目標 A
抜粋の「紫苑が雷を嫌う理由」で始まる段落を、主な内容を残して箇条書きに書き直しなさい。
目標 B
抜粋のうち、「私、雨の匂いは好き!!」から始めて「名前が3つあるあの話、好きだった!」まで続く部分を、一字一句変えずに書き写しなさい。

抜粋
なんかね。他の面子より短い話の気がしたの。
でもそれは、紫苑に対する高杉の想いが深すぎて、だからこそのあっさり感なのかもしれないと思った。

また明日来るねー!

 

タイトルが…タイトルが… 涙
もーー!

 

アップありがとう!
何度も言うけどこのタイトルは卑怯なり!w

>風が雨の匂いを連れてくる

私、雨の匂いは好き!!
匂いだけ、なんだけどね。
あとは湿気で髪の毛ボーボーになるし、不快指数上がるし(特に電車)、蚊が出没するし。イライラしちゃう。

でも匂いだけは好きなんだー
水っぽい匂い。

紫苑が雷を嫌う理由、とうとう判明したね。
お母さんの死に直結してたんだ…
以前淡々と語ってた紫苑(というかあやめ)が懐かしい。
名前が3つあるあの話、好きだった!

写真用ポリゴン注釈
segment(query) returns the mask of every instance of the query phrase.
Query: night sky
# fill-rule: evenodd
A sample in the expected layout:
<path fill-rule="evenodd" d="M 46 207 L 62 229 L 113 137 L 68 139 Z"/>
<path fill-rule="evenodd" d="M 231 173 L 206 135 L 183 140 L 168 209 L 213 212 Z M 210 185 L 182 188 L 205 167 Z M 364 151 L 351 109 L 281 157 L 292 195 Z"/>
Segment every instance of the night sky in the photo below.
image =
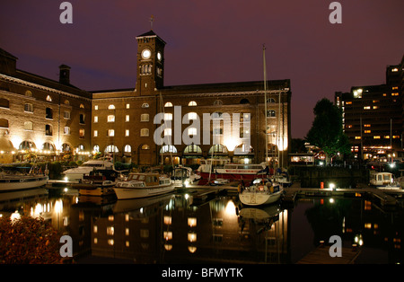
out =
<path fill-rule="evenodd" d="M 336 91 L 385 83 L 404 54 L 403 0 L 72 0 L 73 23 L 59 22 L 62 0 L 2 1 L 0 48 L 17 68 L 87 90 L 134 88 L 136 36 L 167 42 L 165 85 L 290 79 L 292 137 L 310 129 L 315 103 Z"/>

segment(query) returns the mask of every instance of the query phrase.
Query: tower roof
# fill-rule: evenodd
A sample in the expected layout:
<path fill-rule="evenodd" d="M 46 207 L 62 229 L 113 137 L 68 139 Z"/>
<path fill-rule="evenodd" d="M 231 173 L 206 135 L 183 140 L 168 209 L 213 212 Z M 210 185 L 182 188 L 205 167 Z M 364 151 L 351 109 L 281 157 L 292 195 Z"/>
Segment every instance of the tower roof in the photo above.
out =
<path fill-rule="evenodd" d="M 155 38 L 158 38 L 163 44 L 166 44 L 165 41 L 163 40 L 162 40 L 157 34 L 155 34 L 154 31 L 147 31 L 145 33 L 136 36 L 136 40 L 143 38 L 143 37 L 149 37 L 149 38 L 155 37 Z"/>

解答全文 A
・紫苑が雷を嫌う理由がついに明らかになった。
・その理由は母親の死に直結していた。
・以前淡々と語っていた紫苑(あやめ)が懐かしい。
・名前が3つあるあの話が好きだった。

解答全文 B
私、雨の匂いは好き!!
匂いだけ、なんだけどね。
あとは湿気で髪の毛ボーボーになるし、不快指数上がるし(特に電車)、蚊が出没するし。イライラしちゃう。

でも匂いだけは好きなんだー
水っぽい匂い。

紫苑が雷を嫌う理由、とうとう判明したね。
お母さんの死に直結してたんだ…
以前淡々と語ってた紫苑(というかあやめ)が懐かしい。
名前が3つあるあの話、好きだった!